SEITENAUSZUG:
• • • • • • •
Der Aufschwung des industriellen Sektors ist in erster Linie dem Boom der Textilindustrie zu verdanken. Ihren Anfang nahm diese Erfolgsgeschichte, als südkoreanische Textilproduzenten in den 1980er Jahren versuchten, die Quoten für Textilimporte der Industrieländer zu umgehen, indem sie sich vermehrt in Bangladesh ansiedelten. Heute beschäftigt die insbesondere in der Umgebung der Großstädte Dhaka und Chittagong ansässige Textilindustrie etwa 1,5 Millionen Menschen. Der Staat unterstützt diesen Industriezweig mit einigen Sonderregelungen, u.a. mit der Zollbefreiung aller textilen Vorprodukte. Trotz der protektionistischen Handelpolitik der Industrieländer im Textilbereich in Form von Mengenkontingenten gelang es Bangladesh, sich auf dem Weltmarkt durchzusetzen. Mit dem Ende des Welttextilabkommens und der damit verbundenen Abschaffung von Mengenbeschränkung kann mit einer verstärkten Fortsetzung der Erfolgsgeschichte gerechnet werden.

Bezahlt wird der Erfolg allerdings mit schlechten Arbeitsbedingungen wie z.B. Niedrigstlöhnen, mangelnder Arbeitssicherheit und Kinderarbeit. So werden in den Industrieländern vermehrt Rufe nach Regelungen laut, soziale Mindeststandards für den internationalen Handel einzuführen. Dass eine solche Maßnahme den Arbeitnehmern in der Textilbranche Bangladeshs wirklich zu gute kommen würde, wird von manchen Experten allerdings bezweifelt. Sie vermuten vielmehr, dass mit der Etablierung dieser Mindeststandards ein neues Protektionsinstrument geschaffen würde, um die heimischen Märkte der Industrieländer vor Billigkonkurrenz abzuschotten.

Bangladesh ist ein rohstoffarmes Land. Es verfügt über geringe Erdgasvorkommen. So müssen 7,5% des Importvolumens für den Kauf von fossilen Brennstoffen aufgebracht werden. Die einheimische Elektrizitätsproduktion deckte 2001 inzwischen 86,2% des nationalen Energiebedarfs.

Im Dienstleistungssektor arbeiten etwa 35 % der Erwerbsbevölkerung Bangladeshs (1973 waren es noch 16%), die mehr als die Hälfte des BIP durch Dienstleistungen erwirtschaften.
• • • • • • •
AUFGABEN:
• 1. Wie viele Menschen arbeiten laut dem Text über die Wirtschaft Bangladeshs heute in der Textilindustrie?
• 2. Setze den Text über die Wirtschaft Bangladeshs nach seinem letzten Satz fort.
Die Zeilen darunter stammen aus einer anderen Quelle.

GELIEFERTE ZEILEN:
• • • • • • •
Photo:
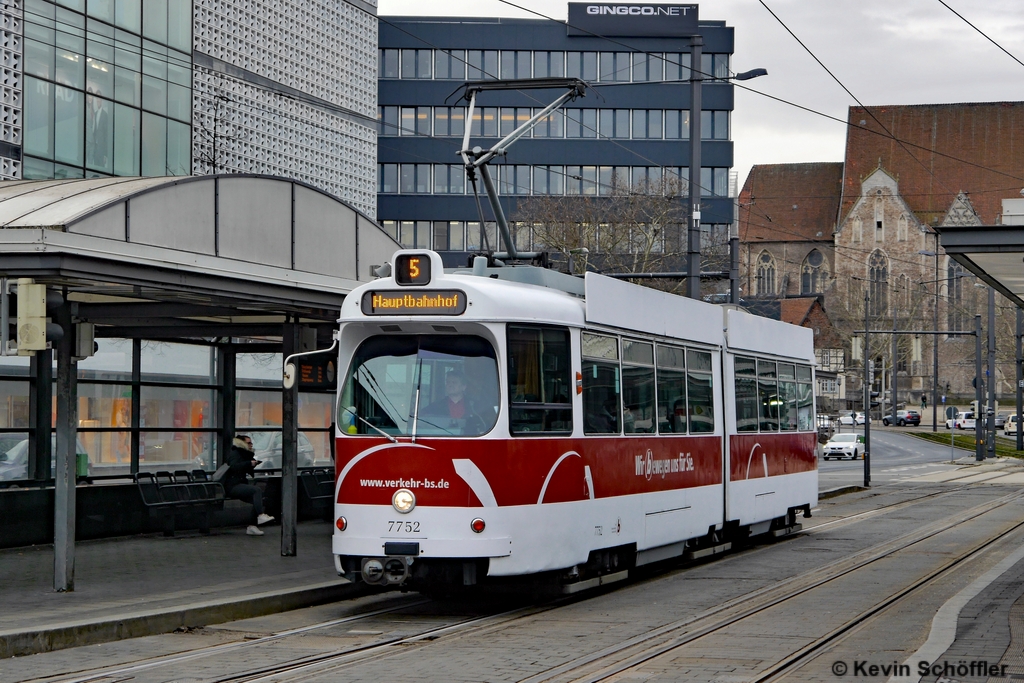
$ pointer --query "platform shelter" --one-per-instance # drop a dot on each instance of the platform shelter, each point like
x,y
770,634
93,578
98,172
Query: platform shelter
x,y
194,289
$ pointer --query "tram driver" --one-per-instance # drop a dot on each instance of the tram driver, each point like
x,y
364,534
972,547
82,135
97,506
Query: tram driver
x,y
455,412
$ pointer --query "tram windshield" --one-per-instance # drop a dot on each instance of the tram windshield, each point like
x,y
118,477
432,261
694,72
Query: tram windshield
x,y
429,385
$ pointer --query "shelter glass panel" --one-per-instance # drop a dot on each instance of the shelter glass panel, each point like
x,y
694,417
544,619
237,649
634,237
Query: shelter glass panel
x,y
178,408
175,450
166,361
13,404
258,370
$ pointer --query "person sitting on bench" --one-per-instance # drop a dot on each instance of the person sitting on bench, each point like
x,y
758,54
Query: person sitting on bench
x,y
241,464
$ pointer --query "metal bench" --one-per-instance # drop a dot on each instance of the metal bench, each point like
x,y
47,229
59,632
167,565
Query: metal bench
x,y
165,495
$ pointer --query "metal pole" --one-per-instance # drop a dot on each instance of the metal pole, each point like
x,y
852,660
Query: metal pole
x,y
990,411
64,491
1020,378
867,394
892,416
136,404
693,228
935,344
289,450
734,262
979,443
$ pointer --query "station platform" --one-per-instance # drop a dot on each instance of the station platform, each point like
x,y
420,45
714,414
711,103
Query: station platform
x,y
138,586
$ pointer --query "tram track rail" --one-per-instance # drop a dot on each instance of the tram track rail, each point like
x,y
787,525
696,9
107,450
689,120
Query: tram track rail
x,y
639,650
726,612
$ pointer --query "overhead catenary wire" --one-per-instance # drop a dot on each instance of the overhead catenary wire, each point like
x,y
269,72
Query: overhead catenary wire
x,y
781,100
985,35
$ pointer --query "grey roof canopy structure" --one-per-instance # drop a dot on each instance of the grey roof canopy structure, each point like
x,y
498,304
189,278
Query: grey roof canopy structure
x,y
237,261
201,256
994,253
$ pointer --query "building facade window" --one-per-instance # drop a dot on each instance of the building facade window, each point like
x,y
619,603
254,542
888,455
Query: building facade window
x,y
481,65
813,273
516,63
956,316
765,285
417,63
549,65
878,278
450,65
107,91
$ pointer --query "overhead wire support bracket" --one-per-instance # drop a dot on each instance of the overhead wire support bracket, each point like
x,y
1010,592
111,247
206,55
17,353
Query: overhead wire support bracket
x,y
476,159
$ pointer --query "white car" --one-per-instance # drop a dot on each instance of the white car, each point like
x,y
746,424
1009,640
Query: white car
x,y
844,445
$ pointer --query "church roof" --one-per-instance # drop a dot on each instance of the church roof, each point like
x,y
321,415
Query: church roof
x,y
791,202
939,151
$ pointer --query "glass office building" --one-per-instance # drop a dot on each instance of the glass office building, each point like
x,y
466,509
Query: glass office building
x,y
95,88
631,129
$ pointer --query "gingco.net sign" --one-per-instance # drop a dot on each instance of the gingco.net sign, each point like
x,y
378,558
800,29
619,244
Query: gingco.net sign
x,y
605,18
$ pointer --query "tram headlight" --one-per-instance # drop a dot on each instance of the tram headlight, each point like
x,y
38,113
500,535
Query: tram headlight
x,y
403,501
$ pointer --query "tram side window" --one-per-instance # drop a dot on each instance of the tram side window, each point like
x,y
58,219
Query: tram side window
x,y
671,390
539,380
747,394
699,392
787,396
805,399
638,387
600,384
768,395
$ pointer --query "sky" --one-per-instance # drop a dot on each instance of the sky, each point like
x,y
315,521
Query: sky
x,y
884,51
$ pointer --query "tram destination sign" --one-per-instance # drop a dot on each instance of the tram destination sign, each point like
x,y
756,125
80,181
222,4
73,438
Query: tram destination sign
x,y
427,302
632,19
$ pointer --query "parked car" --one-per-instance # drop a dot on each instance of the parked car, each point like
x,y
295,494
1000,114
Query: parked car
x,y
963,421
14,463
844,445
266,449
1010,428
903,418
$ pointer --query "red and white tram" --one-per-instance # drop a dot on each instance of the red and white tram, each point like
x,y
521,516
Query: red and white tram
x,y
509,421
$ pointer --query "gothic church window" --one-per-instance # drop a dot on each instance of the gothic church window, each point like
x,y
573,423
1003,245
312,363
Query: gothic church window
x,y
956,317
878,279
813,273
879,218
765,273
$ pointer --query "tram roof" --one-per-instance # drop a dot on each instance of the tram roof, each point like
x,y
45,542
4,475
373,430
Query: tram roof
x,y
189,257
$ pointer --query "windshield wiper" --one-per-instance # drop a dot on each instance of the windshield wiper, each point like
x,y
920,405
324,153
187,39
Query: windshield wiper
x,y
416,406
371,425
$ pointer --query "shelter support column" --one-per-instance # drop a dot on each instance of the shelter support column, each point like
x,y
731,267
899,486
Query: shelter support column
x,y
226,379
289,449
64,498
40,415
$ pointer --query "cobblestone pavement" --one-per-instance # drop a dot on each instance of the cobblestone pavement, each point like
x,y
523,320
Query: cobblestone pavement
x,y
517,642
118,574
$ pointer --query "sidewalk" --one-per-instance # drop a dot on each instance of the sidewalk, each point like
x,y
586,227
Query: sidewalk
x,y
138,586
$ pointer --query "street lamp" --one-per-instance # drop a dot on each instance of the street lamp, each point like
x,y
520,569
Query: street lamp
x,y
935,342
693,226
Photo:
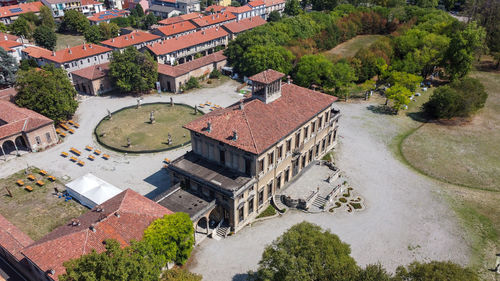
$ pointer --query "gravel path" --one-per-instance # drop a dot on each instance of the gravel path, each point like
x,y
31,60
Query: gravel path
x,y
405,218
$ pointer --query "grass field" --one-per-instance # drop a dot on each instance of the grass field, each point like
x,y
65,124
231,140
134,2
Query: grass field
x,y
352,46
134,124
63,40
37,212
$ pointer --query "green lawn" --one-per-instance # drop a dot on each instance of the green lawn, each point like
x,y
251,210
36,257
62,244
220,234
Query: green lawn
x,y
63,40
134,123
352,46
37,212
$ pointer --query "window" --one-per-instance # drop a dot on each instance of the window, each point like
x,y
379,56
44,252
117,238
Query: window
x,y
261,165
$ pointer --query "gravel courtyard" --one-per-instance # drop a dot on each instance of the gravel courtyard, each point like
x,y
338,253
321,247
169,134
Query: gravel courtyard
x,y
405,219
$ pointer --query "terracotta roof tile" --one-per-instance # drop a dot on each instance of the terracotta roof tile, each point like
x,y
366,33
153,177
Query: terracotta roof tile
x,y
12,238
213,19
180,18
133,38
260,125
75,53
19,119
188,40
14,10
267,76
124,218
244,24
93,72
184,68
176,28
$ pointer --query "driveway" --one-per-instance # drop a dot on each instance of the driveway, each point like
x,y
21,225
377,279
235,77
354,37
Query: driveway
x,y
405,218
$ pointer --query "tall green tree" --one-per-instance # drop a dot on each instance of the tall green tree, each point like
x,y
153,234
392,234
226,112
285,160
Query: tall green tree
x,y
133,71
45,37
47,91
46,17
8,68
306,252
292,7
171,237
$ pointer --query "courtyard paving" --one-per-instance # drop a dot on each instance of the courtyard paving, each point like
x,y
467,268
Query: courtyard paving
x,y
406,217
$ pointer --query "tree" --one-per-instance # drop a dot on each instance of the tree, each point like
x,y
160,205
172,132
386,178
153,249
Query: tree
x,y
108,30
306,252
274,16
93,34
434,271
460,98
292,7
133,71
115,264
45,37
47,91
74,21
171,237
180,274
8,68
46,18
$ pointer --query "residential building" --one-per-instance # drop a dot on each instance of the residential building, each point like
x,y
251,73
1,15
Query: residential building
x,y
236,27
123,218
22,129
107,16
214,20
93,80
184,48
138,39
174,30
243,154
173,77
8,14
70,59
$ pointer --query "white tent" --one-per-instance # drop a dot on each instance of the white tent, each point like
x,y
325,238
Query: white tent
x,y
90,190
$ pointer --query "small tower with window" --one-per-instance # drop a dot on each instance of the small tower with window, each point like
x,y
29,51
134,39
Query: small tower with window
x,y
266,86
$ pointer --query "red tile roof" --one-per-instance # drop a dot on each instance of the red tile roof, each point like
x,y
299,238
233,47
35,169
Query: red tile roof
x,y
93,72
133,38
14,10
244,24
213,19
260,125
184,68
124,218
180,18
19,119
186,41
75,53
256,3
267,76
12,238
176,28
109,14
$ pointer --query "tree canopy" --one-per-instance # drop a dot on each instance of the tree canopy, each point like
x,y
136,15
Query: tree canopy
x,y
47,91
133,71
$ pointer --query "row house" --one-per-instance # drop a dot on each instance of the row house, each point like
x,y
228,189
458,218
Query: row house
x,y
137,39
70,59
244,154
184,48
9,14
174,30
107,16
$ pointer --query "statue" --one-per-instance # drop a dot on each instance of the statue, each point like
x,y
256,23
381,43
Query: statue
x,y
152,117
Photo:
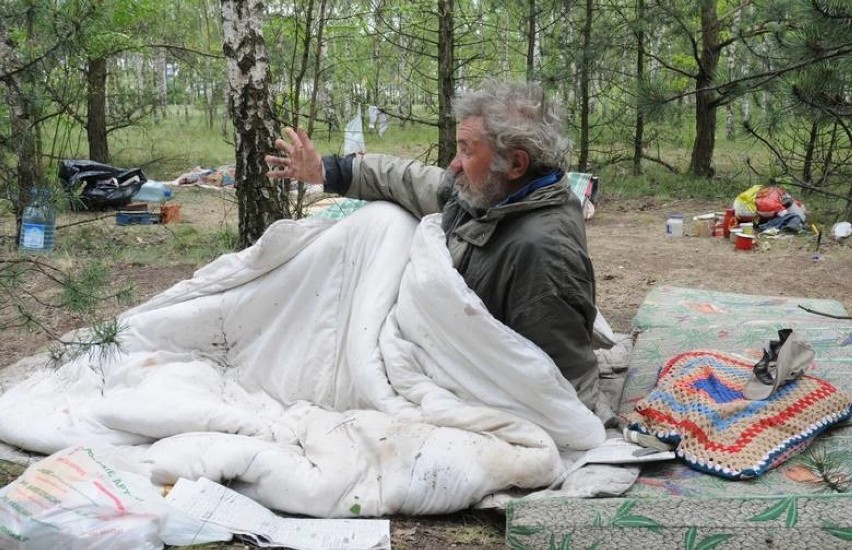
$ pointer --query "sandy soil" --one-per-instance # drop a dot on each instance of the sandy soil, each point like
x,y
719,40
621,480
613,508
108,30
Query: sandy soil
x,y
631,254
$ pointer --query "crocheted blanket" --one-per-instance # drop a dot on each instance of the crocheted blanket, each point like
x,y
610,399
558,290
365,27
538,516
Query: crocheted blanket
x,y
698,405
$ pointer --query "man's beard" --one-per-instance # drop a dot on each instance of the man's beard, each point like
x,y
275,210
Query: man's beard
x,y
492,191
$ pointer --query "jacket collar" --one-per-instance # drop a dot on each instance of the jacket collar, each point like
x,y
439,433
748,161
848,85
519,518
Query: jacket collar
x,y
478,230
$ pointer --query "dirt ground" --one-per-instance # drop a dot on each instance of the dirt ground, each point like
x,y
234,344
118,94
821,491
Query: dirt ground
x,y
631,254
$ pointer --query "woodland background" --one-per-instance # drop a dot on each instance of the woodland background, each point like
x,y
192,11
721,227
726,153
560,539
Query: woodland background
x,y
646,83
678,105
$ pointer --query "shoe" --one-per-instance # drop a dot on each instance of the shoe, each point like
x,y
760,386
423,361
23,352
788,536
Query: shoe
x,y
785,360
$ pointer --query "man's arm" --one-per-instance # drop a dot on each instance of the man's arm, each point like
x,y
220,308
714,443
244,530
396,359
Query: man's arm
x,y
409,183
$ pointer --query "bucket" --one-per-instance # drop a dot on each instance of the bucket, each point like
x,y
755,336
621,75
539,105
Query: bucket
x,y
744,242
170,213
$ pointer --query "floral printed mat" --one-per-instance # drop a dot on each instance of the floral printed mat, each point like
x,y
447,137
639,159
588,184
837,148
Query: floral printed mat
x,y
804,503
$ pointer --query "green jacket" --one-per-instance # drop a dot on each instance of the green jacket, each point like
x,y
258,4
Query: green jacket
x,y
527,261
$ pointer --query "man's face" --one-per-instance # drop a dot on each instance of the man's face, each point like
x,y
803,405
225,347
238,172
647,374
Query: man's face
x,y
479,184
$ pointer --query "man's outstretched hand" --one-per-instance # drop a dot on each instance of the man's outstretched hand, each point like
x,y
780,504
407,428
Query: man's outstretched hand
x,y
299,159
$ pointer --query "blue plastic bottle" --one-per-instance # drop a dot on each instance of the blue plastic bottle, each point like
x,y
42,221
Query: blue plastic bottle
x,y
153,191
38,223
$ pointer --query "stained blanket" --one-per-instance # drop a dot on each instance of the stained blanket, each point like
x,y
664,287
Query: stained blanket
x,y
335,368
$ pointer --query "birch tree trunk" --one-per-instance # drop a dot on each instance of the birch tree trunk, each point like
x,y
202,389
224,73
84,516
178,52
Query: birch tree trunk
x,y
584,82
260,200
447,79
23,124
96,132
639,131
705,97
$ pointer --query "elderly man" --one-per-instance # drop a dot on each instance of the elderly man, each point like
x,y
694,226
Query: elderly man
x,y
514,229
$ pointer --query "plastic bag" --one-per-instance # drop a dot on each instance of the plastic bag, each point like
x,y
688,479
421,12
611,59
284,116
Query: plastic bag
x,y
99,186
744,205
73,499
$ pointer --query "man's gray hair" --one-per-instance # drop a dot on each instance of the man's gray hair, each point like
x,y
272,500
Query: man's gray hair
x,y
518,116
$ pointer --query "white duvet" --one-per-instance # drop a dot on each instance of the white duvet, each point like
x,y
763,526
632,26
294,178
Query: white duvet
x,y
333,369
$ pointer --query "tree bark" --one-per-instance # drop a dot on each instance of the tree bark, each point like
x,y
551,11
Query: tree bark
x,y
705,98
446,77
639,132
584,87
96,130
260,201
318,63
23,119
531,27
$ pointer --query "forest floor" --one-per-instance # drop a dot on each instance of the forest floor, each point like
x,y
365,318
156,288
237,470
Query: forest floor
x,y
631,254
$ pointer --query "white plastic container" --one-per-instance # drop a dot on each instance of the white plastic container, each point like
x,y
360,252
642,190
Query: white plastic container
x,y
674,225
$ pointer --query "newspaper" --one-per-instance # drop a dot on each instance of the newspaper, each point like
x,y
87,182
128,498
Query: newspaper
x,y
616,450
214,503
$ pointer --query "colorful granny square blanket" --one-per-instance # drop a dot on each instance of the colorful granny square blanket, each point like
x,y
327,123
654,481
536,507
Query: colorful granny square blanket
x,y
698,405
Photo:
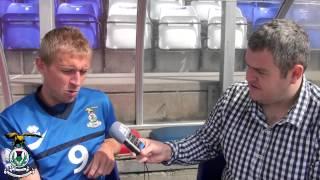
• • • • • • •
LÖSUNGEN:
• 1. Etwa 1,5 Millionen Menschen.

• 2.
Außenwirtschaft

Nach der Einleitung marktwirtschaftlicher Reformen 1991 öffnete Bangladesh zunehmend seine Märkte für ausländische Produzenten. Im Zuge dieser Liberalisierung vergrößerte sich sowohl das Import- als auch das Exportvolumen. Die Leistungsbilanz verschlechterte sich dabei zunehmend und ist seit 1995 negativ. Diese Entwicklung konnte auch nicht durch die Verbesserung des Verhältnisses von durchschnittlichen Export- zu durchschnittlichen Importpreisen (Terms of Trade) in den 1990er Jahren verhindert werden.

Trotz der Fortsetzung des Liberalisierungskurses sind die Märkte Bangladeshs nach wie vor durch hohe Zölle und andere Protektionsinstrumente geschützt.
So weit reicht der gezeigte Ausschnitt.